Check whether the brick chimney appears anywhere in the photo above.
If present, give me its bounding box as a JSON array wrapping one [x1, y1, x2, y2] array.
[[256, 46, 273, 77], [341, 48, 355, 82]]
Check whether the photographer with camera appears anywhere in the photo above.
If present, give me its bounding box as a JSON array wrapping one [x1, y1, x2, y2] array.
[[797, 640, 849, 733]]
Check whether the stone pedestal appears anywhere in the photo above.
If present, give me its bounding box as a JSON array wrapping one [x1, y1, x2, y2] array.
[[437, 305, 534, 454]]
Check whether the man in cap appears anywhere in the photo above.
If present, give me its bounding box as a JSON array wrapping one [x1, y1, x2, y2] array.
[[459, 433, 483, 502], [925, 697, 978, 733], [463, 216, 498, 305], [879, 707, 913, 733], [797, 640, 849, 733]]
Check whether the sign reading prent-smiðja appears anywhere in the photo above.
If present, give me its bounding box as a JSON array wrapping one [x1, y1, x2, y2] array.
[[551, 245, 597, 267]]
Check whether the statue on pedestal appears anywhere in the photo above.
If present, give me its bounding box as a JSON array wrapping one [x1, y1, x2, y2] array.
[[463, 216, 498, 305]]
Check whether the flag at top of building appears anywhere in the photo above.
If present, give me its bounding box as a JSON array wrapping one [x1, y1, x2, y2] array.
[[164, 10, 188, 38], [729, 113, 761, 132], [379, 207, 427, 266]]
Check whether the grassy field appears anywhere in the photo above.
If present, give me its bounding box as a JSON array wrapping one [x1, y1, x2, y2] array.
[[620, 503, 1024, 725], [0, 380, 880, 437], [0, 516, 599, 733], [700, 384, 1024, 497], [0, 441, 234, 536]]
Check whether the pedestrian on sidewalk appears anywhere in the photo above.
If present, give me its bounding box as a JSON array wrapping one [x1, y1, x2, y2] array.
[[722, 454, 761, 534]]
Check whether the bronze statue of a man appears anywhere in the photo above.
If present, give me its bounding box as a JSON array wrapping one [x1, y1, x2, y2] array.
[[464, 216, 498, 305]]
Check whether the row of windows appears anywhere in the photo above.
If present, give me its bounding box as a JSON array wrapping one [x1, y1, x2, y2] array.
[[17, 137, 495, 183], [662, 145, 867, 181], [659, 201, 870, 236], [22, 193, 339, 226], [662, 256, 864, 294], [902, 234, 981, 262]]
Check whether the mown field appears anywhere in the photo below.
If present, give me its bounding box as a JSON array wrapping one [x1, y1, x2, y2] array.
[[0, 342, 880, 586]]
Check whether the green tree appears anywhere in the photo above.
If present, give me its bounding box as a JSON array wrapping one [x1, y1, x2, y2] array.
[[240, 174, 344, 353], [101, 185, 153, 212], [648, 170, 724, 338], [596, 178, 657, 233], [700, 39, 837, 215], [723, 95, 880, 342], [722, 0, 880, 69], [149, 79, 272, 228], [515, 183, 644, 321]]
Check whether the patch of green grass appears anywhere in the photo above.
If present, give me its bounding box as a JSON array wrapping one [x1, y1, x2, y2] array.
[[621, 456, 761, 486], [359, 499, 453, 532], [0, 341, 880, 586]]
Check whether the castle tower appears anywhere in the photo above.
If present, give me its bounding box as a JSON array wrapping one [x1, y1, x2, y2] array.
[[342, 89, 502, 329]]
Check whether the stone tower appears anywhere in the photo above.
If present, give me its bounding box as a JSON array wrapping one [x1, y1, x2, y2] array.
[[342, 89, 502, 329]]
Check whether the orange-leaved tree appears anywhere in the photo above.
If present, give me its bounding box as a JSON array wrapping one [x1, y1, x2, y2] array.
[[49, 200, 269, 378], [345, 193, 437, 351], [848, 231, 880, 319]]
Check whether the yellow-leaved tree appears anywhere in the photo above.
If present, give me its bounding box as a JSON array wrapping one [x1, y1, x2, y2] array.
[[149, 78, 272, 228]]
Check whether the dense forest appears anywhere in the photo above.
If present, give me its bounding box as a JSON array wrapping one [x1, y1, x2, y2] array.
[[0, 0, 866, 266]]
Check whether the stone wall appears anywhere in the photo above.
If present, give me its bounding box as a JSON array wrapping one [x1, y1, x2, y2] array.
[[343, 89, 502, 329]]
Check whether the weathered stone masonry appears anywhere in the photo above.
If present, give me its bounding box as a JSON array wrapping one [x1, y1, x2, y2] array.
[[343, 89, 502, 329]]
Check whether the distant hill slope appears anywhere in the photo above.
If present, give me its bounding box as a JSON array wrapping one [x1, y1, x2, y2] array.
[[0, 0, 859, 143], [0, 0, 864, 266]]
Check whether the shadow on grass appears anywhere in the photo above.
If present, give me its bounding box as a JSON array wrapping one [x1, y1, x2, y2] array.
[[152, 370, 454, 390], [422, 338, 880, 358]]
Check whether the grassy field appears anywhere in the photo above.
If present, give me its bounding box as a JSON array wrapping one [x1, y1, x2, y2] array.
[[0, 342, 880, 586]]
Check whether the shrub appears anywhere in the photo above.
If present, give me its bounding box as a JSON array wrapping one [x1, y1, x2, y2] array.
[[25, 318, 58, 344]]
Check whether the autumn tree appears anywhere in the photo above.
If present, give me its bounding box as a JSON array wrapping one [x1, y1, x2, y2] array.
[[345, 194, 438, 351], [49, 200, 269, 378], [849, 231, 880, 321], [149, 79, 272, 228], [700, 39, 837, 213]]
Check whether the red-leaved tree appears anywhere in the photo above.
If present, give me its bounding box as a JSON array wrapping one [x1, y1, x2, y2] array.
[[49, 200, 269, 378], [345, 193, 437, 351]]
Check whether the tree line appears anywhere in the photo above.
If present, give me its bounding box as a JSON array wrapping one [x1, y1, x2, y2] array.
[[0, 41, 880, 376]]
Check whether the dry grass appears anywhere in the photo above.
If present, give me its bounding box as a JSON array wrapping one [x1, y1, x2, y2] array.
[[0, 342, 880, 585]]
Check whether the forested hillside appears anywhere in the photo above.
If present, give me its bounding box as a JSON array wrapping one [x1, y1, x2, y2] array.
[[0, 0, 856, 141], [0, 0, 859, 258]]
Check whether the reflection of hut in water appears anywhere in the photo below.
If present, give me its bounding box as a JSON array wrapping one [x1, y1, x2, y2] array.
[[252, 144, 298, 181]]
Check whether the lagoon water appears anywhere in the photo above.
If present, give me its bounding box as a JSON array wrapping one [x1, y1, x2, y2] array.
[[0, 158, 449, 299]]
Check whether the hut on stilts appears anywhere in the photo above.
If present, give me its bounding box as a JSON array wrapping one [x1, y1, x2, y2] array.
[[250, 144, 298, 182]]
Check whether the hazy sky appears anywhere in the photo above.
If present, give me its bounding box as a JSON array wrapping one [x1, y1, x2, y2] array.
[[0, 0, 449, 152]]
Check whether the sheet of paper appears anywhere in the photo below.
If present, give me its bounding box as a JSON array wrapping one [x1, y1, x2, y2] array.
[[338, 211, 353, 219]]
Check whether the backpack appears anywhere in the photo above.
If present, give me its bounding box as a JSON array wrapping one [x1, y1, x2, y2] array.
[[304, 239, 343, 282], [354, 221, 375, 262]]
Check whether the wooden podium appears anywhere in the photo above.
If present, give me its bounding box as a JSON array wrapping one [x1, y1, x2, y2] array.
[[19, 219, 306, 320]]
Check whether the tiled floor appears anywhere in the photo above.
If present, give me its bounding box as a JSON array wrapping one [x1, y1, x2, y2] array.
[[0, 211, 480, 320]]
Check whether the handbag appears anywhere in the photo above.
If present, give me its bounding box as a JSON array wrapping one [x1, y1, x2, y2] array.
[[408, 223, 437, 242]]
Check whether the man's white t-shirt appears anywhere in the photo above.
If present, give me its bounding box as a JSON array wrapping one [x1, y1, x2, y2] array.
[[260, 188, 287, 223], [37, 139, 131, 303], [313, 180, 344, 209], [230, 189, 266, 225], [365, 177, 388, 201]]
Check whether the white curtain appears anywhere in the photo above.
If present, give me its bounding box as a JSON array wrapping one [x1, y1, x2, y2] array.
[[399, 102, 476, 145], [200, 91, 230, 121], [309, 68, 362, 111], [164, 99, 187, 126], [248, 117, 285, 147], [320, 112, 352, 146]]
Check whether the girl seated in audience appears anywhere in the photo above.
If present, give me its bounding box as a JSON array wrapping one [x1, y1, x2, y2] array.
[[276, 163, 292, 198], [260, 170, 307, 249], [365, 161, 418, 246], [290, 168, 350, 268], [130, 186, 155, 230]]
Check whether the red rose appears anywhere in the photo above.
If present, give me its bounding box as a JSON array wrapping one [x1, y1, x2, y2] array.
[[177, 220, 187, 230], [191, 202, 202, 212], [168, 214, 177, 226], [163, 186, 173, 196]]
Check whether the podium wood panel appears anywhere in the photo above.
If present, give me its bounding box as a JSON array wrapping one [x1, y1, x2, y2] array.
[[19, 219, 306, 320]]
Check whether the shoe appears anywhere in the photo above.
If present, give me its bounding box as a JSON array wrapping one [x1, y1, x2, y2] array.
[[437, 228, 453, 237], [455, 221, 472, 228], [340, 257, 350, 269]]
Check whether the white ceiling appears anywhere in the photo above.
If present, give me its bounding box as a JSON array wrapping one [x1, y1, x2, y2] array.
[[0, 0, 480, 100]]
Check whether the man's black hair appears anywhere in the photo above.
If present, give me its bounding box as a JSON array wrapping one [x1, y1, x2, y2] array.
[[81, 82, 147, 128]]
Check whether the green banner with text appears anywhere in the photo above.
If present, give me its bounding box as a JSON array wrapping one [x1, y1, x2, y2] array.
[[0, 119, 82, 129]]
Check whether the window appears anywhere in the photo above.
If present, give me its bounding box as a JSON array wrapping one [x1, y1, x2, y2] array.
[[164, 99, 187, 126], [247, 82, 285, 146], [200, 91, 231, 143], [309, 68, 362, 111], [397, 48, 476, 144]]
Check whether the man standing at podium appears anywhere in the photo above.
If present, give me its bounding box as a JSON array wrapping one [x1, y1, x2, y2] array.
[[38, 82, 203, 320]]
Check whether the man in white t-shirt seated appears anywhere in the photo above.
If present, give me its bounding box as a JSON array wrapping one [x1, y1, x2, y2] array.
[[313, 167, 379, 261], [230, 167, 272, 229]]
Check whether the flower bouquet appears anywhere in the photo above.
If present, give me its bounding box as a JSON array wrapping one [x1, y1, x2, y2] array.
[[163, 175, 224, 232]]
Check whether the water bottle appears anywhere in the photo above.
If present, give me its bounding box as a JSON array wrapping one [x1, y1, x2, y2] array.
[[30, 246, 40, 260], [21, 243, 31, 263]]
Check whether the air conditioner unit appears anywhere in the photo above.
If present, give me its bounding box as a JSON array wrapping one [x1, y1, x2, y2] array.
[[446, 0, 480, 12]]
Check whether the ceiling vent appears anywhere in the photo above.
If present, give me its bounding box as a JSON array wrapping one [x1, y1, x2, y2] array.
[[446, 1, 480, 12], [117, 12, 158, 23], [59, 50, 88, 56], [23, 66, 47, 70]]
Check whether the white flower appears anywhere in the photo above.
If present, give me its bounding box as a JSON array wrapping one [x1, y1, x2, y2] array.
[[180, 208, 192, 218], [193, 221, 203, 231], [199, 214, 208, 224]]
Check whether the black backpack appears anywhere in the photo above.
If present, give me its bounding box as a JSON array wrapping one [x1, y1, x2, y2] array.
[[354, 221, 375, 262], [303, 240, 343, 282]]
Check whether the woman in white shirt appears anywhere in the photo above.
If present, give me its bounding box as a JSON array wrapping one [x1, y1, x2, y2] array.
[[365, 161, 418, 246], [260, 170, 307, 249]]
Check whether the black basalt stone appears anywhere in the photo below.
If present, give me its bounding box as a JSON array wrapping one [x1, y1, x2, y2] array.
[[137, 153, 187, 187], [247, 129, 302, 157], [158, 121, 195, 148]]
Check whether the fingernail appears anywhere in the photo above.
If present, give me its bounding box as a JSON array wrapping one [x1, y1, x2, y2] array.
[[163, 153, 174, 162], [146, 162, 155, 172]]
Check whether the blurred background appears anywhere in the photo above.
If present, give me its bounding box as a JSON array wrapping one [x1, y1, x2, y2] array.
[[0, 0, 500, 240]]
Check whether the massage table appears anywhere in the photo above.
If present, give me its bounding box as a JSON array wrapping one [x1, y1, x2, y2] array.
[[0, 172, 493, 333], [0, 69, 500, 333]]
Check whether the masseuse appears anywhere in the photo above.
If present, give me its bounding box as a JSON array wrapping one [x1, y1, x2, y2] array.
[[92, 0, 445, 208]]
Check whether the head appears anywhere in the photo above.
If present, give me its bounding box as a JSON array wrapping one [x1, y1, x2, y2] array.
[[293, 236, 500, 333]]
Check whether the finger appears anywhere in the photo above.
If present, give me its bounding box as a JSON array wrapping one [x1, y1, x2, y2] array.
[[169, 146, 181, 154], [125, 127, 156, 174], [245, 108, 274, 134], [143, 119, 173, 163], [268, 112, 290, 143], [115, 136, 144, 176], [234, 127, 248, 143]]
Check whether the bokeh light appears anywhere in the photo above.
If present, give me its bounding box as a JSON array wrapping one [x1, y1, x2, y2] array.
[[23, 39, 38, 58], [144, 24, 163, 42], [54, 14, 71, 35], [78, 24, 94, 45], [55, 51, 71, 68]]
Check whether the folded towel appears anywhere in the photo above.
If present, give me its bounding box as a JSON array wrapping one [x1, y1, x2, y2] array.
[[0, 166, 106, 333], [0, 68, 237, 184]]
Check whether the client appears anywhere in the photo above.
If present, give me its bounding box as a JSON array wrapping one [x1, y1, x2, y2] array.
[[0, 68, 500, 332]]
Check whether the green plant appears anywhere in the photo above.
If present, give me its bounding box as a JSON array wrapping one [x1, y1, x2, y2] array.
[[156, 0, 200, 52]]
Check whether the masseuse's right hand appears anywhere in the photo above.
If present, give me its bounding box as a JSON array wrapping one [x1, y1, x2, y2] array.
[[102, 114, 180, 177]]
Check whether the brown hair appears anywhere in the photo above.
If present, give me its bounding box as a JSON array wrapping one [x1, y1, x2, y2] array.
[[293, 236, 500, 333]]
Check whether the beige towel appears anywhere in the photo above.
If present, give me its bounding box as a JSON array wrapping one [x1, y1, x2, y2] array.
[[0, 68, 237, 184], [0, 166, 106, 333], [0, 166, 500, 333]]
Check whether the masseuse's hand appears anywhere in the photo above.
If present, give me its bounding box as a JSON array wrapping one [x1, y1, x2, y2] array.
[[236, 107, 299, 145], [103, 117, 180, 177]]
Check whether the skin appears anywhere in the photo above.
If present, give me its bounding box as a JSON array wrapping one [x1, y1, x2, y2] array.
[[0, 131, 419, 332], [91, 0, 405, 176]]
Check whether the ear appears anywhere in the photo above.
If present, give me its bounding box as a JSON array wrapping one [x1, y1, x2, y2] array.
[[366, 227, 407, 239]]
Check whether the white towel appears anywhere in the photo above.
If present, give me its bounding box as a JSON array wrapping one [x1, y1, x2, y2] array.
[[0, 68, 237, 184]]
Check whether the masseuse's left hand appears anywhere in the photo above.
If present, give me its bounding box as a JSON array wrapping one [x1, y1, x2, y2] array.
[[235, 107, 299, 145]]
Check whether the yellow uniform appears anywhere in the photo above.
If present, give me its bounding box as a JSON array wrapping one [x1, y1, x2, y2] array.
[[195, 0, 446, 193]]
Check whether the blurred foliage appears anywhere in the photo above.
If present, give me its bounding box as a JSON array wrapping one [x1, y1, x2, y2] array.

→ **DIRECTION**: Render the items from the line with "Check whether the finger appears" to the line with "127, 248, 143]]", both included, as a two-column CSV with columns named text and answer. Give one row for each item, putting its text and its answer each in a single quoted field and turning any line breaks into spaces.

→ **RESULT OF THE EXERCISE**:
text,answer
"Check whether the finger appears anywhere in the photo above. If present, give me its bounding box as a JSON array wrapping one [x1, y1, x2, y2] array.","[[169, 146, 181, 154], [125, 127, 156, 174], [245, 108, 274, 134], [143, 119, 173, 163], [268, 112, 290, 143], [115, 136, 144, 176], [234, 127, 248, 143]]"